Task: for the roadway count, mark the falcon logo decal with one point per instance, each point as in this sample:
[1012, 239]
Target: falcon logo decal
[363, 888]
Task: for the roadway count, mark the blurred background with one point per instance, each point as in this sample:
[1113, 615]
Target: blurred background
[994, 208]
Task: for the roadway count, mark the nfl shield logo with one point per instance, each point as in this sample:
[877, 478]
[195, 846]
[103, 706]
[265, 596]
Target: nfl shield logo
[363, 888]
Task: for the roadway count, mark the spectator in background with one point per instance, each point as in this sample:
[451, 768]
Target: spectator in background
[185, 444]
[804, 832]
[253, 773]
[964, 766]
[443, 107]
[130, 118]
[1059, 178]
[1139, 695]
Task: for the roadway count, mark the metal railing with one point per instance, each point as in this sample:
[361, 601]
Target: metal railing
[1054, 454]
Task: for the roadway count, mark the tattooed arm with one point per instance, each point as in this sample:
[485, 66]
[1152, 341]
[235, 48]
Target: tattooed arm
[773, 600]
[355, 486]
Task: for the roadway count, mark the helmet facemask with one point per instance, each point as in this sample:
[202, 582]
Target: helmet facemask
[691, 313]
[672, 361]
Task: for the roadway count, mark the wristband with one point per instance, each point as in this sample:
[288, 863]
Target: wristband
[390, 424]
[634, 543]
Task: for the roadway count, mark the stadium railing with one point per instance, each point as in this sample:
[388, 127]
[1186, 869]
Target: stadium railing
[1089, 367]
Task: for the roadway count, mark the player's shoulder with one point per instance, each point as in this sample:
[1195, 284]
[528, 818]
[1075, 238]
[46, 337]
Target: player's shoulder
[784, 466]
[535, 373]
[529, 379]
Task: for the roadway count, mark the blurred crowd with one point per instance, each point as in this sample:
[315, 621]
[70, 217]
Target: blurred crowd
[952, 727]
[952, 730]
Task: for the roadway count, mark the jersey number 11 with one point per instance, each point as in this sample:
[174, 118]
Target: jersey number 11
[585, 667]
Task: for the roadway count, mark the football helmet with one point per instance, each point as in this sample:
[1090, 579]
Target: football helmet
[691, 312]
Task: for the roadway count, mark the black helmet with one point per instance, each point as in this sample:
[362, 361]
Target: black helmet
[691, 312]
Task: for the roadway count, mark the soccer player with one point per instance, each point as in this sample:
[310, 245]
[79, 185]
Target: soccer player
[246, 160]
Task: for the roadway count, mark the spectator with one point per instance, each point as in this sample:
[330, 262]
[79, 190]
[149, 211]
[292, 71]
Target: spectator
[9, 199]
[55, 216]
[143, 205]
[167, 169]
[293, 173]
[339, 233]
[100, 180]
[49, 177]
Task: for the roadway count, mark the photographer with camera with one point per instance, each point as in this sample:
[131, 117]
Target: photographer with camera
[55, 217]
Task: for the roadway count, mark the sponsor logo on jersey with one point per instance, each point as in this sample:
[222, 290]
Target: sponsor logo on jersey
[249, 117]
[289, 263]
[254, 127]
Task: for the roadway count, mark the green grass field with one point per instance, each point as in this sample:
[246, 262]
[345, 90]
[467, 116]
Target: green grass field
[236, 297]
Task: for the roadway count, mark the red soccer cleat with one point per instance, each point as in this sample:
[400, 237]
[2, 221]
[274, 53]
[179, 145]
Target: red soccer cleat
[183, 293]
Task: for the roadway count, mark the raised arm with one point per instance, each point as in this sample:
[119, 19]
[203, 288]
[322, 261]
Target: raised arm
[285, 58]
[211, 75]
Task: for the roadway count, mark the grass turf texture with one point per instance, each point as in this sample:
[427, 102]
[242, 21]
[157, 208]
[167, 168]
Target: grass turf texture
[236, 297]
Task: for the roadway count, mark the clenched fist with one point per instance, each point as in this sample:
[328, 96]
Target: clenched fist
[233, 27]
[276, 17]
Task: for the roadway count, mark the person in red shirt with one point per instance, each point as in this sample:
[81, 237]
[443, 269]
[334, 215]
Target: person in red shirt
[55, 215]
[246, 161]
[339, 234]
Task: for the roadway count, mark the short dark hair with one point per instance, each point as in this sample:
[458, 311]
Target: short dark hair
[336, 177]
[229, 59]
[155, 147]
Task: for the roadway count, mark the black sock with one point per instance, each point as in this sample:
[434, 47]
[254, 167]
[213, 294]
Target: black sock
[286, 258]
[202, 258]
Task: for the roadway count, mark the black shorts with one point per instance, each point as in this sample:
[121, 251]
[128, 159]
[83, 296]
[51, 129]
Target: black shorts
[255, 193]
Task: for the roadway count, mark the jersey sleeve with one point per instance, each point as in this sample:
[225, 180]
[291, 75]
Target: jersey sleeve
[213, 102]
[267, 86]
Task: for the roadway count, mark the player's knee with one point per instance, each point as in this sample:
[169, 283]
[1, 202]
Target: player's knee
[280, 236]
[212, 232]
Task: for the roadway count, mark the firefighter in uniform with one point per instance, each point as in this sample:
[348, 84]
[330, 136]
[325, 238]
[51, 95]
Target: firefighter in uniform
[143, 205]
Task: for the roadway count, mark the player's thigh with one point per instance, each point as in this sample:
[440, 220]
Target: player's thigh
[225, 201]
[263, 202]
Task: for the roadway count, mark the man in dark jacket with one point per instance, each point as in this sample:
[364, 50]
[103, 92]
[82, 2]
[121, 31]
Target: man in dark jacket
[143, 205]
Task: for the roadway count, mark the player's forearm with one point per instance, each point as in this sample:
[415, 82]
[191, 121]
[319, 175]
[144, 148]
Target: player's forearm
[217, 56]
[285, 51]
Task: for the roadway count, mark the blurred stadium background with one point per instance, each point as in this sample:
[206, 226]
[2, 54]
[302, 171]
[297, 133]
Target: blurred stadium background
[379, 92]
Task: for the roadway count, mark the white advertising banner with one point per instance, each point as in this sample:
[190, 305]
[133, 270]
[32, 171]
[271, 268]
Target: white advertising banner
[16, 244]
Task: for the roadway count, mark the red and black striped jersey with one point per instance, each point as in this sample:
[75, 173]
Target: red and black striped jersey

**TASK REQUIREMENTS:**
Give all of the entries again, word for word.

**TASK RESPONSE:**
Task: for the roadway count, mark the falcon logo decal with one point per instance, each point as in this sample:
[1012, 239]
Target: falcon logo decal
[363, 888]
Task: for the roadway count, mark the blurred background with one point per instance, each point as in this sample:
[1113, 615]
Target: blurred background
[994, 208]
Task: for the roadway count, mark the nfl shield logo with one point per instance, each point as in this sample:
[877, 478]
[195, 846]
[103, 706]
[265, 596]
Target: nfl shield logo
[363, 888]
Task: for the roadway count, mark the spectator in background with one point per instance, each point as in this sample:
[451, 768]
Target: spectator in background
[185, 444]
[804, 832]
[253, 773]
[964, 766]
[443, 107]
[130, 118]
[1059, 178]
[1139, 695]
Task: for the roadway count, mark the metal railing with one point per instance, each point as in this sample:
[361, 601]
Target: metal railing
[1054, 454]
Task: for the roadway count, mark the tattooed arm with one point per instance, each point as in this sample:
[485, 66]
[1152, 341]
[235, 48]
Target: tattooed arm
[773, 600]
[355, 486]
Task: for the roadway count, mark the helmet facemask with one point per instance, each point as in this sample:
[202, 582]
Target: helmet facemask
[691, 313]
[672, 361]
Task: for the roadway count, mark the wristband with one point per instance, each point as in this sample:
[288, 863]
Target: wristband
[390, 424]
[634, 543]
Task: for the roadway count, mark the stadium railing with one point per instance, each point as in this sample:
[388, 127]
[1186, 869]
Target: stadium railing
[1089, 367]
Task: for the roadway count, mark the player's shoulder with one point per instance, each point as in this sample:
[1195, 284]
[528, 818]
[1075, 238]
[46, 337]
Target: player's shoulder
[784, 466]
[535, 373]
[529, 379]
Task: for the roadway count, mark the blurred crowd with one point per instance, each point as in this sample:
[315, 621]
[70, 217]
Target: blurred crowd
[952, 727]
[952, 730]
Task: for the roadway count, mark the jersey number 11 with one point per instance, each point as in this sample:
[174, 118]
Target: jersey number 11
[585, 667]
Task: for the roadway count, mark the football helmet with one point per instance, each point as in this sample:
[1090, 579]
Target: football helmet
[691, 312]
Task: for the roadway count, mark the black helmet with one point per instance, each point as in this sample:
[362, 361]
Target: black helmet
[691, 312]
Task: for the roadway count, mark the soccer player with one point per instance, each point as in this sample:
[310, 245]
[79, 185]
Target: soccer player
[246, 160]
Task: for the roadway count, mark the spectator with one point per instance, each point as in this sample:
[330, 262]
[79, 190]
[149, 211]
[292, 71]
Target: spectator
[9, 199]
[55, 216]
[143, 205]
[167, 169]
[293, 173]
[339, 233]
[100, 180]
[49, 177]
Task: for the roadway count, mark the photographer with camera with one point per instance, each point as in this sample:
[131, 117]
Target: photographer with camera
[55, 217]
Task: for the roadway count, mark the sponsor logo on jersey with one point per instance, each point as in this sample:
[222, 290]
Target: sponsor logo on jersey
[249, 117]
[289, 263]
[254, 127]
Task: for the roadway count, mark the green grass field with one point per instance, each point as in this sample:
[246, 262]
[345, 90]
[467, 116]
Target: green grass field
[236, 297]
Task: for the roadway count, mark the red soccer cleat with one point per instance, each point as in this sample:
[400, 237]
[2, 221]
[274, 53]
[179, 145]
Target: red soccer cleat
[183, 293]
Task: for the roadway count, mark the raised arm with one point per instance, each point as in this sample:
[119, 19]
[203, 288]
[322, 261]
Target: raised arm
[285, 58]
[211, 75]
Task: for the roadway count, mark the grass turf texture with one point per instance, each point as in this sample:
[427, 102]
[242, 21]
[157, 208]
[167, 168]
Target: grass turf texture
[236, 297]
Task: for the roadway count, mark the clenched fist with one point per instance, each point as in this sample:
[328, 96]
Target: clenched fist
[233, 27]
[276, 17]
Task: for the roadway count, mark the person in red shirt with one point per instance, each point as in this sample:
[81, 237]
[443, 269]
[334, 215]
Target: person in red shirt
[55, 215]
[246, 161]
[339, 234]
Task: for the roadway count, mark the short dark hair with one point per instance, each point as in this sample:
[458, 311]
Target: short dark hair
[336, 177]
[229, 59]
[155, 147]
Task: for the roadway count, mark the black sock with one point per instance, each point as in this sample:
[434, 47]
[254, 167]
[213, 294]
Target: black sock
[286, 258]
[202, 258]
Task: for the roadway count, mark the black shorts with one point per instance, each point as in this sample:
[121, 251]
[128, 159]
[83, 296]
[51, 129]
Target: black shorts
[255, 193]
Task: for the roadway count, mark the jersey sleeve with one point per instance, each point as in this sample:
[225, 180]
[291, 75]
Target: jersey sleeve
[213, 102]
[267, 86]
Task: for the roadway count, mark the player's knee with one point per instance, each point as in this sample:
[169, 283]
[1, 202]
Target: player's knee
[280, 236]
[212, 232]
Task: for the roadway count, mark the firefighter in uniform with one point per instance, each point as in this sample:
[348, 84]
[330, 136]
[325, 238]
[51, 95]
Target: firefighter in uniform
[143, 205]
Task: for the roadway count, mark the player's thigh with one point per instance, each point as in this sample:
[440, 220]
Target: player's thigh
[225, 201]
[263, 202]
Task: for the roadway count, mark the man in dark jacket with one point per instance, each point as in this sample:
[364, 50]
[103, 92]
[82, 2]
[121, 31]
Target: man in dark jacket
[143, 205]
Task: for the roadway count, mark the player's forearm with one point per instance, each point as in this sample:
[415, 82]
[191, 121]
[319, 175]
[144, 148]
Target: player's forearm
[217, 56]
[285, 51]
Task: for the roadway count, mark the blurred stadium background with one point per instance, each point as in this sample:
[206, 226]
[2, 54]
[302, 171]
[297, 133]
Target: blurred stadium background
[379, 92]
Task: for the roadway count, mark the white advertising banner with one point per instance, each point as in this sample:
[190, 305]
[133, 270]
[32, 171]
[271, 268]
Target: white advertising banner
[16, 244]
Task: for the roadway count, mark the red and black striped jersey with one point per instance, each point as in this sample:
[75, 173]
Target: red and black striped jersey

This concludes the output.